_Activity_
Among the entries below, which lines include the string "light"? Show each one.

_Data provided_
○ ○ ○ ○ ○ ○ ○

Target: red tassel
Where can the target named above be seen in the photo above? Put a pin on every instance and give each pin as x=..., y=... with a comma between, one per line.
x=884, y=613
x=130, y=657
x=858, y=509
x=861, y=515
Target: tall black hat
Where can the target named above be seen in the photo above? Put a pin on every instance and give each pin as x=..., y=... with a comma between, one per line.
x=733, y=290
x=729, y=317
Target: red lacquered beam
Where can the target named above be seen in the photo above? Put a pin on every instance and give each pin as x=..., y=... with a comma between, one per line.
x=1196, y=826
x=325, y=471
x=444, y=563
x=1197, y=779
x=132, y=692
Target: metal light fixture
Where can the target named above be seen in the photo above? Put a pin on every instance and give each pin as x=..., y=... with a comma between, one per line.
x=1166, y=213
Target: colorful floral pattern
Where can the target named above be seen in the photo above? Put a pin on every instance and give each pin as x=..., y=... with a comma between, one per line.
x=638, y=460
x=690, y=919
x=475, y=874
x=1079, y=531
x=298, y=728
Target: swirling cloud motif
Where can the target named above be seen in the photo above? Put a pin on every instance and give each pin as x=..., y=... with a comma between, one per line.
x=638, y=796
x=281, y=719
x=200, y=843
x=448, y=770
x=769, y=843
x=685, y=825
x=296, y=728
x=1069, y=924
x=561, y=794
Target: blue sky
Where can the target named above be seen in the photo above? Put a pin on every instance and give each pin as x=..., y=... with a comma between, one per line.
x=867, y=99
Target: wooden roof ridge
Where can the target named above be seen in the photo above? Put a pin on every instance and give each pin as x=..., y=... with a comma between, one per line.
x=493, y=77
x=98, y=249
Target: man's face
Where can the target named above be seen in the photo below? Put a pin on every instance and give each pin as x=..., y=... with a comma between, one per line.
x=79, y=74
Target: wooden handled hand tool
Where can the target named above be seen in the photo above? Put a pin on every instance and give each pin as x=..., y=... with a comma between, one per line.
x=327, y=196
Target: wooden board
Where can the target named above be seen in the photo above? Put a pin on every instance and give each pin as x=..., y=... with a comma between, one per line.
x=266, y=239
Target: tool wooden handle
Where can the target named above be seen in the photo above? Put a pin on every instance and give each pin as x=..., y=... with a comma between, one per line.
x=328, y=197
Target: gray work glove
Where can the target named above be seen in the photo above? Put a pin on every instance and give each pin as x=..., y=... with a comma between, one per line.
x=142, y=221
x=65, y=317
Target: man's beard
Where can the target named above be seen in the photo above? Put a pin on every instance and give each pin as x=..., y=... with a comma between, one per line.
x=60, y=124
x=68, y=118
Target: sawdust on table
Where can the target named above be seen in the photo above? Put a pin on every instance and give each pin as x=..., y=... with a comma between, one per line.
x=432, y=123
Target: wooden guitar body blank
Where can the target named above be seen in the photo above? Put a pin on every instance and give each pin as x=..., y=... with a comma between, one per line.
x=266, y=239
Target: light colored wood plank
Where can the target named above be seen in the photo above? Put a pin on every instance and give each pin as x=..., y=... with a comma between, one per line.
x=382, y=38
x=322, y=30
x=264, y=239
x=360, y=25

○ ○ ○ ○ ○ ○ ○

_Problem solution_
Target: metal light fixture
Target: light colored wood plank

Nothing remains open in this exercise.